Task statement:
Rewrite the items from the line with "One point belongs on each instance of the snow-covered" to the line with "(1002, 354)", replacing "peak" with "summit" and leaving everything else unchanged.

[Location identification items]
::::

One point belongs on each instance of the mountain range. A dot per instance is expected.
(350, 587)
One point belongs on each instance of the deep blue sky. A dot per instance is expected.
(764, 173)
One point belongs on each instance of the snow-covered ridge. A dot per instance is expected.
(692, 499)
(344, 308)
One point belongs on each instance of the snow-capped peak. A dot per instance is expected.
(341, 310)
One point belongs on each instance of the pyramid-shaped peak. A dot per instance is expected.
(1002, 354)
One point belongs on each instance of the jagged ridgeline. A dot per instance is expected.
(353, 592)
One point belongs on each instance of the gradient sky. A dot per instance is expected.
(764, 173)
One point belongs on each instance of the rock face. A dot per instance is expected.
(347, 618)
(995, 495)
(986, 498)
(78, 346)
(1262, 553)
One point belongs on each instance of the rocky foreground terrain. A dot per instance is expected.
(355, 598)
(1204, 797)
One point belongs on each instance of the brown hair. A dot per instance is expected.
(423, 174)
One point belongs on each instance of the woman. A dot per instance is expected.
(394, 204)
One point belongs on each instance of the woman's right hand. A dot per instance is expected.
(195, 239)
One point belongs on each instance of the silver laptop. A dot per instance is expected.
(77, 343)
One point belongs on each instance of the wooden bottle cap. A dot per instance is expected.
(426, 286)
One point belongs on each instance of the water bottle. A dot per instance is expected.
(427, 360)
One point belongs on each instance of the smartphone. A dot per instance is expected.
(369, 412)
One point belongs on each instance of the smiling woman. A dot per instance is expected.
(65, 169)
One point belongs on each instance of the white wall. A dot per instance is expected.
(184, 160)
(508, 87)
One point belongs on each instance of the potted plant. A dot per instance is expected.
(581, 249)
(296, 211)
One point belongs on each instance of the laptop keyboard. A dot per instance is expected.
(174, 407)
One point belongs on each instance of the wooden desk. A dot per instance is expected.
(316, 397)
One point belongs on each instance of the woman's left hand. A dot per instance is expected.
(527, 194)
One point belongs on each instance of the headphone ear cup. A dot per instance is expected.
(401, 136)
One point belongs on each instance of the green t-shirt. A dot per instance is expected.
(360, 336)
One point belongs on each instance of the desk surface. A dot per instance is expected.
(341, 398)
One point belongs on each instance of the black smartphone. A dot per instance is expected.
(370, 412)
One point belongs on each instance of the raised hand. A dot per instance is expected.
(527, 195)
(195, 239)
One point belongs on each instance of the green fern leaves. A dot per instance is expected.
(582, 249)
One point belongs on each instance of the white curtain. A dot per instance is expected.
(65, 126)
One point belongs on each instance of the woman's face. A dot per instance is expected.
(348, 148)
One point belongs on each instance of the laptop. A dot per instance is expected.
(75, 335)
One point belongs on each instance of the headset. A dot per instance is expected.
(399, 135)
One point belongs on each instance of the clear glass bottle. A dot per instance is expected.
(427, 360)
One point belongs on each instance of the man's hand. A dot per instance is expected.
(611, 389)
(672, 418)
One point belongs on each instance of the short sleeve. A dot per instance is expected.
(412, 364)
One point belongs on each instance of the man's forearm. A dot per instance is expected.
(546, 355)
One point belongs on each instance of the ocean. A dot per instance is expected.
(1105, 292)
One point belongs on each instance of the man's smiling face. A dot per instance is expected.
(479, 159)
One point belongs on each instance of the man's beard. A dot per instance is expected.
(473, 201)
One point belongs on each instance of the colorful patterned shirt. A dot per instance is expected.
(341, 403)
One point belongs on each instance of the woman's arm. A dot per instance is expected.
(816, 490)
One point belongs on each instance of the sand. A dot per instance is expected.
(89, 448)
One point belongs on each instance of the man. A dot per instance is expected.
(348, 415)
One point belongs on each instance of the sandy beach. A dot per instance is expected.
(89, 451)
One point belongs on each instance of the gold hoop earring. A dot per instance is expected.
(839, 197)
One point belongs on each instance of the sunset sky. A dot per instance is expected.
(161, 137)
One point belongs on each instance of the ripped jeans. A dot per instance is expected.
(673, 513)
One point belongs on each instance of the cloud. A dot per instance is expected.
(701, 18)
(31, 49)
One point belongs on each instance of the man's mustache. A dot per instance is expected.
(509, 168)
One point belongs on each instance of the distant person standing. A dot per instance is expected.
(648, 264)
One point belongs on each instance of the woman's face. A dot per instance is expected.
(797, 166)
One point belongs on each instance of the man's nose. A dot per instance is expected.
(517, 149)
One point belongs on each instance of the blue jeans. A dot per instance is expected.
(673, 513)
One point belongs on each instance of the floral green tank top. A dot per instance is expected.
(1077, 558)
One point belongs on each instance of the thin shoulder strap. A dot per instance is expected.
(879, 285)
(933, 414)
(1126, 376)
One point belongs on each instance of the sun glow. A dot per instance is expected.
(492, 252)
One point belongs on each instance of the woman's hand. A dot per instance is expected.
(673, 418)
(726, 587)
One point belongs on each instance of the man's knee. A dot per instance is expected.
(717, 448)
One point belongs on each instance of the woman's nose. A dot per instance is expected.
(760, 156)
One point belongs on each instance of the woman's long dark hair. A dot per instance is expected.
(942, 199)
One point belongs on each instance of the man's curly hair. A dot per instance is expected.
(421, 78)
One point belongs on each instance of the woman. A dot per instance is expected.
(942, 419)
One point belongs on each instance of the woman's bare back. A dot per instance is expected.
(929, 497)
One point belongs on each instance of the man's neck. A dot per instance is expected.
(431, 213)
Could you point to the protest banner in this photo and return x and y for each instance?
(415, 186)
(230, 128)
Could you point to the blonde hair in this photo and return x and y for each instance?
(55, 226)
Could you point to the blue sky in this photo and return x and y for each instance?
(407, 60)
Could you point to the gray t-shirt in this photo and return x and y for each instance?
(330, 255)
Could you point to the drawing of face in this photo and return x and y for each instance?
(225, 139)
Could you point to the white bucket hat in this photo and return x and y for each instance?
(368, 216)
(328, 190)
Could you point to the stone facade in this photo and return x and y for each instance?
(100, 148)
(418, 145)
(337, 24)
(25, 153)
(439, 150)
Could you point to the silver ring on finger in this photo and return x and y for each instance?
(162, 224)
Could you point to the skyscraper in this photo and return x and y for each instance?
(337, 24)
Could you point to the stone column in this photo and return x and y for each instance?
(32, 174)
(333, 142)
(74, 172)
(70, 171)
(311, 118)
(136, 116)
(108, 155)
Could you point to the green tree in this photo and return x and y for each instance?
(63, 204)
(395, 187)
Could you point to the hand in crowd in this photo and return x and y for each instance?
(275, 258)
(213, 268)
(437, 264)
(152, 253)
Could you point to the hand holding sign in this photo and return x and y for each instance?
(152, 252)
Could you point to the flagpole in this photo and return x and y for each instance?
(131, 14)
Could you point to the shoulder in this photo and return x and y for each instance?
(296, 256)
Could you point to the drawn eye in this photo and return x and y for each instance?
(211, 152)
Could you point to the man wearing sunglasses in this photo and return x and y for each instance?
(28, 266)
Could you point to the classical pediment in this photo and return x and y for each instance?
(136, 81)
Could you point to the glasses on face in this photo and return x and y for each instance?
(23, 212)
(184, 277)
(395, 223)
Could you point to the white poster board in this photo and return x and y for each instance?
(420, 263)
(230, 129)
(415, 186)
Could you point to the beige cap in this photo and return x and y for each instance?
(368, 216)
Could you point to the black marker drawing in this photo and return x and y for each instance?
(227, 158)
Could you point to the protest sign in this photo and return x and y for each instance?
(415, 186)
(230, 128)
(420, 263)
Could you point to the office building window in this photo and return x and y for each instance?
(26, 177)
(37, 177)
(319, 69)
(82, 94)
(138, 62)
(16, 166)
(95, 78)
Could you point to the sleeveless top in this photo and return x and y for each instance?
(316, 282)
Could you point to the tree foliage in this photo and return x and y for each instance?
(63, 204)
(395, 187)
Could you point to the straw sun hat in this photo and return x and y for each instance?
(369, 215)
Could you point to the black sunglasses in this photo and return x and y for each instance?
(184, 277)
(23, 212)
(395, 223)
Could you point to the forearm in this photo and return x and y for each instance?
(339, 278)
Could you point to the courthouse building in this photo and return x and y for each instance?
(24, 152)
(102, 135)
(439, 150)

::::

Written answer:
One point belongs on each instance of the snow-covered ridge. A dot per instance is expected.
(692, 499)
(344, 308)
One point belongs on each instance of the snow-capped summit. A dot per instance is expected.
(341, 310)
One point belongs on each instance of the pyramid-shaped summit. A dot per instance is expected.
(1002, 354)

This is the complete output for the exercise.